SET TASK » Recast every line of the rows below as a numbered list, skipping blank lines and leaving the pictures out.

┄┄┄┄┄┄

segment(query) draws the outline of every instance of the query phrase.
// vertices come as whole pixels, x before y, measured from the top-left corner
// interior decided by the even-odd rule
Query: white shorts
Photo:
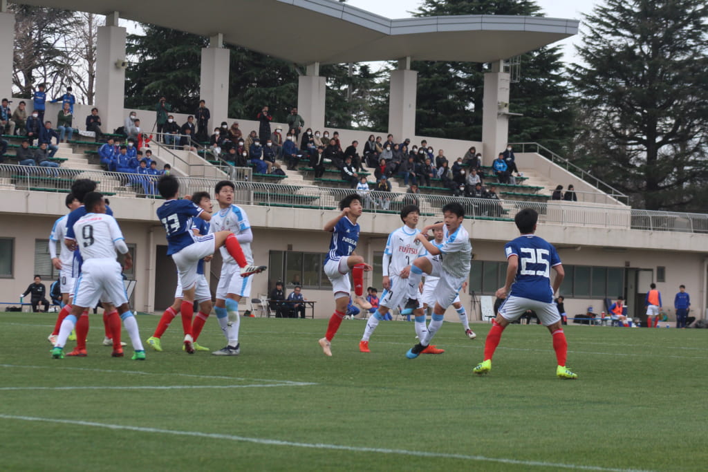
[[[194,299],[197,301],[205,301],[209,300],[211,301],[212,299],[212,292],[209,289],[209,284],[207,282],[207,277],[205,277],[204,274],[198,274],[199,278],[197,279],[197,289],[194,292]],[[177,289],[175,290],[175,298],[181,299],[183,298],[182,296],[182,285],[179,283],[179,280],[177,280]]]
[[[197,263],[214,253],[214,234],[195,236],[194,243],[183,248],[172,255],[172,260],[177,266],[177,280],[183,289],[189,289],[195,286],[199,275]]]
[[[237,264],[223,264],[219,285],[217,286],[217,298],[225,300],[229,294],[234,294],[241,298],[249,298],[253,280],[253,275],[241,277],[241,267]]]
[[[531,299],[510,295],[499,307],[499,314],[505,320],[515,321],[526,312],[533,310],[544,326],[549,326],[561,321],[558,306],[552,302],[539,301]]]
[[[128,302],[123,284],[122,268],[115,259],[89,259],[81,266],[76,280],[74,305],[93,307],[98,301],[110,301],[116,306]]]
[[[342,257],[339,259],[330,259],[324,265],[324,273],[332,282],[332,293],[351,293],[352,284],[349,280],[349,265],[347,260],[349,258]]]
[[[76,284],[76,280],[74,279],[73,273],[74,271],[70,267],[62,267],[59,271],[59,284],[62,294],[74,294],[74,286]]]

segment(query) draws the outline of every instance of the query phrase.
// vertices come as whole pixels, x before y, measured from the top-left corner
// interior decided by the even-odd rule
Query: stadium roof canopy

┄┄┄┄┄┄

ANSWER FOR THIS EXERCISE »
1. segment(query) draws the outline of every instance of the query phrase.
2. // vertices come as whole pixels, x before y, measured from the top-left corner
3. // interior decided by the even-odd rule
4. Query: white shorts
5. Photo:
6. [[[194,299],[197,301],[205,301],[209,300],[211,301],[212,299],[212,292],[209,289],[209,284],[207,282],[207,277],[205,277],[204,274],[198,274],[199,278],[197,279],[197,289],[194,292]],[[177,289],[175,290],[175,298],[181,299],[183,298],[182,296],[182,285],[179,283],[179,280],[177,280]]]
7. [[[197,263],[214,253],[214,234],[195,236],[194,243],[183,248],[172,255],[172,260],[177,266],[177,280],[183,289],[189,289],[195,286],[199,275]]]
8. [[[237,264],[223,264],[219,285],[217,286],[217,298],[225,300],[229,294],[234,294],[241,298],[249,298],[253,280],[253,275],[241,277],[241,267]]]
9. [[[531,299],[510,295],[499,307],[499,314],[505,320],[515,321],[526,312],[533,310],[544,326],[549,326],[561,321],[558,306],[552,302],[539,301]]]
10. [[[128,302],[123,284],[122,268],[115,259],[89,259],[81,266],[76,280],[74,305],[93,307],[98,301],[110,301],[116,306]]]
11. [[[342,257],[339,259],[330,259],[324,265],[324,273],[332,282],[332,293],[351,293],[352,284],[349,280],[349,265],[347,260],[349,258]]]
12. [[[76,284],[76,280],[74,279],[73,273],[74,271],[70,267],[62,267],[59,271],[59,284],[62,294],[74,294],[74,286]]]
13. segment(query) draws the outline of every instance of the query phrase.
14. // vertices come as whole pixels, x before y, measured from the top-left corner
15. // interior decided by the even-odd rule
16. Query: stadium roof canopy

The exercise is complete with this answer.